## start Supplied records

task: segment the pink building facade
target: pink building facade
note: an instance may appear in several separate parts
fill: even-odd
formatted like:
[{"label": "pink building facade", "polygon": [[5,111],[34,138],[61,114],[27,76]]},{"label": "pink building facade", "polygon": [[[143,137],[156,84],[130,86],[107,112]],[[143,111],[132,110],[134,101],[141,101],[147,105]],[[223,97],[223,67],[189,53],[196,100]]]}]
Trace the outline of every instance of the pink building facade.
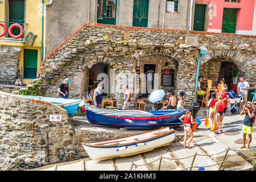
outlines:
[{"label": "pink building facade", "polygon": [[[205,5],[204,31],[254,34],[255,0],[196,0],[195,4],[195,15],[197,5]],[[198,22],[196,19],[194,21]]]}]

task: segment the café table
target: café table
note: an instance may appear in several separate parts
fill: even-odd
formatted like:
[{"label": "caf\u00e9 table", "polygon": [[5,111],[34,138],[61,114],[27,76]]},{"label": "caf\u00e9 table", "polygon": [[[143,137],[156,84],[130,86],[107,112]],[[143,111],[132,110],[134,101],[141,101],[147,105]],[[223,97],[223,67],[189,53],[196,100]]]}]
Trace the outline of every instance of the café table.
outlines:
[{"label": "caf\u00e9 table", "polygon": [[[209,88],[206,88],[206,98],[207,99],[208,99],[208,96],[209,96]],[[216,93],[216,98],[217,98],[217,96],[218,96],[218,88],[210,88],[210,91],[215,91],[215,92]],[[206,107],[207,108],[208,105],[206,104]]]}]

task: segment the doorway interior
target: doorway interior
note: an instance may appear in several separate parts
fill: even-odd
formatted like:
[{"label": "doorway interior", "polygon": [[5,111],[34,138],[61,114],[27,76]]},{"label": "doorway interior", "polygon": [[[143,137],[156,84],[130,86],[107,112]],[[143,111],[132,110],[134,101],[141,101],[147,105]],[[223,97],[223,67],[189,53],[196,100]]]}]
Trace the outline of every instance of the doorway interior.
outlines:
[{"label": "doorway interior", "polygon": [[[145,93],[142,94],[143,97],[148,97],[152,91],[155,89],[155,73],[156,73],[156,64],[144,64],[144,73],[146,77],[146,89]],[[148,85],[149,85],[148,86]],[[148,88],[151,88],[148,90]]]},{"label": "doorway interior", "polygon": [[104,63],[97,63],[93,65],[88,72],[88,93],[91,90],[93,86],[97,88],[99,83],[101,82],[104,85],[102,90],[102,96],[107,96],[109,93],[109,73],[111,66]]}]

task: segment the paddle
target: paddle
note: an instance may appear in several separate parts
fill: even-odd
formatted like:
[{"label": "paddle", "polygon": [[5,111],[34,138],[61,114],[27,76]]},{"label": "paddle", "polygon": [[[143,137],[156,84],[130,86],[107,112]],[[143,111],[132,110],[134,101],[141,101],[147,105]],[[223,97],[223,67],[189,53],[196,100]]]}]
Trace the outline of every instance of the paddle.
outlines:
[{"label": "paddle", "polygon": [[[210,96],[210,89],[212,87],[212,83],[213,83],[213,81],[212,80],[208,80],[207,85],[208,86],[209,94],[208,94],[208,97],[207,98],[207,103],[208,102],[209,96]],[[205,119],[205,127],[209,126],[208,114],[209,114],[209,110],[207,111],[206,119]]]}]

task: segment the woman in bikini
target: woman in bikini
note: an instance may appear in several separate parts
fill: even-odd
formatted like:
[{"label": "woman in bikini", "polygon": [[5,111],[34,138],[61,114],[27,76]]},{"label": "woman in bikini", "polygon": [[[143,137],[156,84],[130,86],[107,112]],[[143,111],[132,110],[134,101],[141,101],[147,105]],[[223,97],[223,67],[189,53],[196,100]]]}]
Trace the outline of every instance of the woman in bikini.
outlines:
[{"label": "woman in bikini", "polygon": [[222,97],[221,96],[218,97],[218,102],[215,104],[215,112],[217,112],[218,121],[217,122],[217,128],[215,133],[219,134],[219,126],[221,132],[222,131],[222,127],[221,126],[222,121],[224,117],[224,107],[225,103],[222,101]]},{"label": "woman in bikini", "polygon": [[213,121],[214,120],[214,107],[215,104],[218,101],[216,99],[216,93],[213,92],[210,95],[211,98],[208,101],[208,106],[210,107],[209,109],[209,119],[212,123],[212,126],[213,125]]},{"label": "woman in bikini", "polygon": [[[184,148],[186,148],[187,147],[189,148],[192,148],[189,144],[194,138],[194,135],[193,134],[192,130],[191,129],[191,123],[194,124],[194,122],[193,121],[192,117],[191,116],[191,109],[189,109],[186,111],[186,113],[184,114],[180,118],[180,120],[184,124]],[[188,134],[189,134],[190,136],[190,138],[188,142],[188,144],[186,143],[186,138],[188,137]]]}]

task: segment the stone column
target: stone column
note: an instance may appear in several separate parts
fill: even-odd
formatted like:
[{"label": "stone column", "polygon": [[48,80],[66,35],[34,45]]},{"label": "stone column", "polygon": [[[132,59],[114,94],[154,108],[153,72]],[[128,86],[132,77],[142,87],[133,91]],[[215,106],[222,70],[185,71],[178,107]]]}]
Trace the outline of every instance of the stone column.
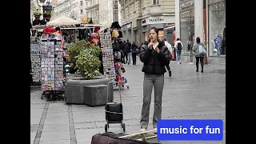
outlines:
[{"label": "stone column", "polygon": [[176,38],[181,38],[180,33],[180,18],[179,18],[179,1],[175,0],[175,32]]},{"label": "stone column", "polygon": [[194,38],[199,37],[203,42],[203,0],[194,2]]}]

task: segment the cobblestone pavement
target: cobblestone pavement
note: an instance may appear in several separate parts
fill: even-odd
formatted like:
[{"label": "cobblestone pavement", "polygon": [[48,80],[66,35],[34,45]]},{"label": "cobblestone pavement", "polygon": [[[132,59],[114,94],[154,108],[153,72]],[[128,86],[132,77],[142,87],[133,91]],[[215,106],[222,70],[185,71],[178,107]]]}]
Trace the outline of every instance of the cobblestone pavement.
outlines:
[{"label": "cobblestone pavement", "polygon": [[[138,132],[142,106],[142,63],[126,65],[129,90],[122,90],[126,134]],[[195,65],[172,62],[173,76],[165,74],[162,118],[221,118],[224,121],[222,142],[160,142],[167,143],[226,143],[226,67],[206,65],[204,73],[196,73]],[[89,144],[91,137],[104,133],[104,106],[69,105],[64,102],[40,99],[42,91],[30,94],[31,144]],[[153,93],[154,94],[154,93]],[[149,129],[153,129],[153,103]],[[119,101],[114,91],[114,101]],[[110,125],[110,131],[122,133],[119,124]]]}]

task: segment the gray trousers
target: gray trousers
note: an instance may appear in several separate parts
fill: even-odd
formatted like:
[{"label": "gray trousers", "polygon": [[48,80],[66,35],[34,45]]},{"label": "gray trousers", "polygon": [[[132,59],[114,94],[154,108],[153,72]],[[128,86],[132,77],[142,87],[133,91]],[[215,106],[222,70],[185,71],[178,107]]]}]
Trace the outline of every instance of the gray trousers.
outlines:
[{"label": "gray trousers", "polygon": [[162,96],[164,85],[164,75],[144,74],[143,82],[143,106],[142,110],[141,128],[146,129],[149,125],[150,108],[151,102],[152,88],[154,91],[154,110],[153,116],[153,126],[157,128],[157,122],[161,119]]}]

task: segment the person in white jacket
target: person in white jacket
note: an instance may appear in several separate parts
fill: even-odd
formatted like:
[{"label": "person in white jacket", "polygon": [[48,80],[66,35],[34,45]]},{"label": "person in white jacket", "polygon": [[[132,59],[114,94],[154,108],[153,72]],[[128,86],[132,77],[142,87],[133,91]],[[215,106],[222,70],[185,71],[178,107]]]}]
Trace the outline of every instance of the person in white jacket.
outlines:
[{"label": "person in white jacket", "polygon": [[[166,46],[167,46],[168,50],[170,52],[170,57],[171,58],[171,54],[172,54],[172,52],[173,52],[173,49],[171,47],[171,45],[167,42],[166,38],[164,38],[163,40],[165,42]],[[171,70],[170,70],[170,68],[169,65],[170,65],[170,63],[168,65],[166,65],[166,69],[167,69],[167,70],[169,72],[169,77],[171,77]]]},{"label": "person in white jacket", "polygon": [[182,54],[182,50],[183,48],[183,44],[182,44],[182,41],[180,41],[179,38],[177,38],[177,41],[174,44],[174,48],[176,49],[178,63],[181,64],[182,63],[181,54]]}]

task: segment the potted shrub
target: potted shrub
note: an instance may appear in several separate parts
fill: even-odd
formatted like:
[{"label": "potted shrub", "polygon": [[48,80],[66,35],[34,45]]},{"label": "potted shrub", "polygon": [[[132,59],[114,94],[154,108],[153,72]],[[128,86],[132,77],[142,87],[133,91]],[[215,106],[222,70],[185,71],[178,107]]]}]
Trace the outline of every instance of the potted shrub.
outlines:
[{"label": "potted shrub", "polygon": [[[66,96],[67,103],[84,104],[85,86],[100,86],[109,84],[110,78],[100,75],[98,67],[101,61],[98,59],[101,50],[85,40],[78,41],[67,46],[68,53],[71,59],[74,59],[78,73],[81,77],[67,78],[66,86]],[[111,86],[110,84],[110,86]],[[109,101],[113,100],[113,88],[109,88]],[[106,94],[104,94],[106,96]],[[89,96],[92,98],[92,95]],[[97,98],[101,99],[101,98]],[[106,102],[106,98],[100,100]]]},{"label": "potted shrub", "polygon": [[42,13],[40,13],[39,11],[34,11],[33,13],[33,15],[34,16],[35,19],[40,19],[40,16],[42,15]]}]

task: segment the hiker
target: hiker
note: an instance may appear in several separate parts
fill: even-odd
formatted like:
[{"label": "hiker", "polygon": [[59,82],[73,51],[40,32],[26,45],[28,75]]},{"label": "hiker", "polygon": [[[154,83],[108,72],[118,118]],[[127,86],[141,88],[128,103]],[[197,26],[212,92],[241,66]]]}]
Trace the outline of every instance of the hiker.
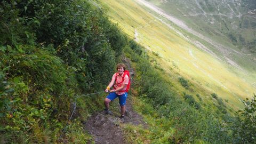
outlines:
[{"label": "hiker", "polygon": [[[106,89],[106,92],[110,90],[110,87],[114,85],[114,89],[110,91],[109,94],[107,96],[104,101],[105,105],[105,113],[106,114],[111,114],[109,109],[109,102],[118,97],[119,104],[121,109],[121,118],[124,119],[125,111],[125,103],[128,96],[128,90],[130,88],[130,73],[128,70],[125,70],[125,65],[123,63],[118,63],[116,66],[117,73],[115,73],[112,76],[112,79]],[[115,83],[115,85],[114,85]]]}]

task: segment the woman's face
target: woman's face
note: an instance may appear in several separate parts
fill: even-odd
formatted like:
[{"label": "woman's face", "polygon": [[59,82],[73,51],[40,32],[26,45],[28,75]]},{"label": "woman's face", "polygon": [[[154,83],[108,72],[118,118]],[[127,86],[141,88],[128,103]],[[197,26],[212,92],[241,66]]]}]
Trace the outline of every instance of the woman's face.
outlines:
[{"label": "woman's face", "polygon": [[124,68],[123,67],[119,67],[117,69],[117,71],[118,71],[118,73],[120,75],[122,75],[124,73]]}]

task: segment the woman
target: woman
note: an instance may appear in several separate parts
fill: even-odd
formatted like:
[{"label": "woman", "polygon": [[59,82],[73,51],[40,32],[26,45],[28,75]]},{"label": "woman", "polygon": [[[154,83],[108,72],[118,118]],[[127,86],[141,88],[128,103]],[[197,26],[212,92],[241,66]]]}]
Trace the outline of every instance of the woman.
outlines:
[{"label": "woman", "polygon": [[105,98],[104,104],[105,105],[105,113],[106,114],[111,114],[109,111],[109,102],[114,100],[116,98],[118,97],[119,104],[120,105],[121,109],[121,118],[122,120],[124,119],[124,113],[125,111],[125,103],[126,99],[128,96],[128,88],[127,85],[129,83],[129,76],[124,73],[125,70],[125,66],[123,63],[118,63],[116,66],[116,70],[117,73],[115,73],[112,76],[112,79],[108,86],[106,89],[106,92],[108,92],[110,88],[113,86],[114,90],[110,91],[110,93],[107,98]]}]

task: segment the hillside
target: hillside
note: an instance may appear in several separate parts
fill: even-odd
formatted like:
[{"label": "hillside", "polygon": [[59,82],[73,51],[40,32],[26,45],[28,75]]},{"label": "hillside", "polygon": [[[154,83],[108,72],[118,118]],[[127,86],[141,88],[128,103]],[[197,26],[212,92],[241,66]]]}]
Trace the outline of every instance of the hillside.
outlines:
[{"label": "hillside", "polygon": [[246,54],[255,54],[255,1],[147,1],[204,35],[221,43],[228,41]]},{"label": "hillside", "polygon": [[179,76],[185,77],[195,86],[194,93],[203,95],[206,102],[211,101],[210,94],[216,93],[237,110],[242,107],[241,100],[254,92],[255,62],[228,41],[219,43],[180,20],[171,21],[170,15],[159,14],[143,1],[100,1],[111,21],[157,54],[158,57],[153,54],[153,59],[165,71],[178,74],[167,79],[177,82]]},{"label": "hillside", "polygon": [[[136,2],[0,2],[1,143],[255,143],[254,67]],[[103,105],[121,62],[124,119]]]}]

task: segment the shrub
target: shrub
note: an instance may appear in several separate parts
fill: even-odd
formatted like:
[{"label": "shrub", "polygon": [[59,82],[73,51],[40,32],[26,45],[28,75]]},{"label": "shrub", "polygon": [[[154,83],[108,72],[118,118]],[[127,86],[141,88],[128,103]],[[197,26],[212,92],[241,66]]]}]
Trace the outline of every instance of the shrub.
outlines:
[{"label": "shrub", "polygon": [[212,95],[212,97],[215,99],[218,99],[218,95],[215,93],[211,94],[211,95]]},{"label": "shrub", "polygon": [[200,104],[199,104],[196,101],[193,96],[185,93],[184,95],[184,98],[188,102],[189,105],[195,106],[196,109],[198,109],[201,108]]},{"label": "shrub", "polygon": [[187,80],[186,80],[183,77],[179,77],[179,82],[181,84],[183,87],[185,87],[185,89],[188,89],[188,83]]},{"label": "shrub", "polygon": [[256,138],[256,95],[250,100],[243,101],[244,110],[237,112],[237,121],[233,124],[234,142],[237,143],[255,143]]}]

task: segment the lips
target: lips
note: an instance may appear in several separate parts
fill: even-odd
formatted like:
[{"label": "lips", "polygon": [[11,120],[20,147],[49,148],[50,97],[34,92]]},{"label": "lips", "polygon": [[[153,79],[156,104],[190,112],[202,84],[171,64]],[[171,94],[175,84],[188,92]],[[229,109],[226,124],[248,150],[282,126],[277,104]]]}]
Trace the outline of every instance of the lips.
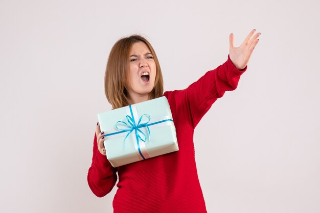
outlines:
[{"label": "lips", "polygon": [[149,82],[149,80],[150,79],[150,73],[149,72],[142,72],[140,77],[143,82],[148,83]]}]

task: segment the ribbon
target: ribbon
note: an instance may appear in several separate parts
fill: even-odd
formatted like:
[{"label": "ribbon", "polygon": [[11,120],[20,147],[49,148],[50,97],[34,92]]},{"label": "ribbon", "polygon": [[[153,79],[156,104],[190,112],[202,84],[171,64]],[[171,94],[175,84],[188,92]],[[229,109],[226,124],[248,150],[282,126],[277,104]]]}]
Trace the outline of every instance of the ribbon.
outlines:
[{"label": "ribbon", "polygon": [[[130,115],[127,115],[125,117],[128,123],[122,121],[118,121],[116,124],[116,128],[119,131],[104,135],[104,137],[107,137],[111,136],[116,136],[115,135],[118,134],[121,134],[121,135],[119,135],[119,137],[121,137],[123,135],[122,134],[127,132],[128,133],[126,134],[126,136],[123,141],[123,147],[124,148],[125,142],[126,141],[126,139],[132,132],[134,132],[135,134],[134,135],[135,135],[135,138],[134,138],[134,135],[132,135],[132,137],[133,138],[133,140],[134,140],[135,139],[136,141],[136,143],[134,144],[134,147],[135,148],[138,156],[141,159],[146,159],[149,158],[150,157],[150,156],[147,151],[147,149],[145,147],[144,144],[144,143],[147,141],[147,136],[146,136],[146,134],[140,129],[140,128],[143,127],[147,128],[148,133],[148,139],[150,141],[151,132],[149,126],[155,125],[158,126],[158,127],[161,127],[162,126],[162,125],[159,125],[159,124],[168,121],[173,122],[173,120],[171,118],[168,118],[168,117],[166,117],[165,118],[167,119],[164,119],[158,121],[154,120],[154,122],[149,123],[151,120],[151,116],[148,114],[145,114],[142,115],[139,118],[139,121],[136,124],[134,118],[135,117],[136,118],[137,118],[136,120],[138,120],[138,118],[136,109],[135,107],[133,107],[133,110],[132,110],[132,107],[131,106],[131,105],[129,105],[128,108],[129,111],[127,110],[127,114],[130,114],[131,116]],[[142,121],[144,117],[146,117],[147,118],[147,121]],[[122,124],[126,126],[127,128],[121,128],[120,126],[118,126],[119,124]],[[139,141],[141,141],[143,143],[140,143]]]}]

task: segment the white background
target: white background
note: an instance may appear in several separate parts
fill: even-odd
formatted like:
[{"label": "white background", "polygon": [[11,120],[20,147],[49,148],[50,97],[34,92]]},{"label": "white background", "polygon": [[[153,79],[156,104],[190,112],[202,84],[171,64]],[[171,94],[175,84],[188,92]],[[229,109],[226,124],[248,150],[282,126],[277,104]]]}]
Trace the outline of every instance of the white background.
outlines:
[{"label": "white background", "polygon": [[87,183],[104,75],[120,38],[145,35],[165,90],[224,63],[228,36],[260,41],[236,90],[196,128],[209,212],[320,212],[316,0],[0,1],[0,209],[111,212]]}]

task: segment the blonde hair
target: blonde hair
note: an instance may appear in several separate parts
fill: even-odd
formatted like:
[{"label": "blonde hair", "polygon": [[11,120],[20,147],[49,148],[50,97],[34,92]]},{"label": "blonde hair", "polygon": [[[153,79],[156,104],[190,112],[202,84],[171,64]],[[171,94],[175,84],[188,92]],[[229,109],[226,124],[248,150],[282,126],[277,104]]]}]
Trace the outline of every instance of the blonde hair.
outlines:
[{"label": "blonde hair", "polygon": [[108,101],[113,109],[125,107],[131,103],[127,92],[129,77],[130,50],[135,43],[142,42],[148,46],[155,62],[156,73],[153,89],[149,94],[149,99],[163,95],[163,78],[158,58],[152,46],[146,39],[139,35],[132,35],[119,39],[113,45],[108,58],[104,75],[104,90]]}]

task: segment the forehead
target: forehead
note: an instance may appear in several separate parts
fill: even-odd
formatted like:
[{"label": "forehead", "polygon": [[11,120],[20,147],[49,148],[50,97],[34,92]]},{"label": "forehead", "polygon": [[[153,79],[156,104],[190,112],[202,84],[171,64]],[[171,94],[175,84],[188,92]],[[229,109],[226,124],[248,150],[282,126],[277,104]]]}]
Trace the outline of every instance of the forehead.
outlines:
[{"label": "forehead", "polygon": [[148,46],[142,41],[134,43],[132,44],[130,49],[130,55],[132,54],[144,54],[146,52],[151,52],[151,51],[148,47]]}]

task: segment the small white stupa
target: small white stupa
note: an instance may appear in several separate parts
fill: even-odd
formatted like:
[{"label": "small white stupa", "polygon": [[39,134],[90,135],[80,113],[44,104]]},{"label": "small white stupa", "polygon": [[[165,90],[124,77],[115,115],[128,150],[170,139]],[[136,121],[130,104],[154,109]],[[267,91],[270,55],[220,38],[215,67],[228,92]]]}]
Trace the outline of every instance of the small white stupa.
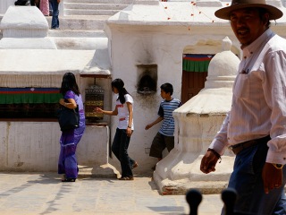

## end Supplied records

» **Instructions to follow**:
Copy the data verbatim from the line containing "task: segment the small white stupa" through the end of the data, both ends included, and omit the pictures.

» **Right answer**:
task: segment the small white stupa
target: small white stupa
note: an instance may appear in several separate parts
fill: even-odd
formatted like:
[{"label": "small white stupa", "polygon": [[39,134],[90,135],[80,113],[44,104]]},{"label": "small white stupa", "polygon": [[[165,90],[124,77],[115,115],[128,150],[170,139]],[[136,121],[130,104],[154,109]],[[267,91],[270,55],[220,38],[215,67],[228,92]]]}]
Trace the outline of every instance of the small white stupa.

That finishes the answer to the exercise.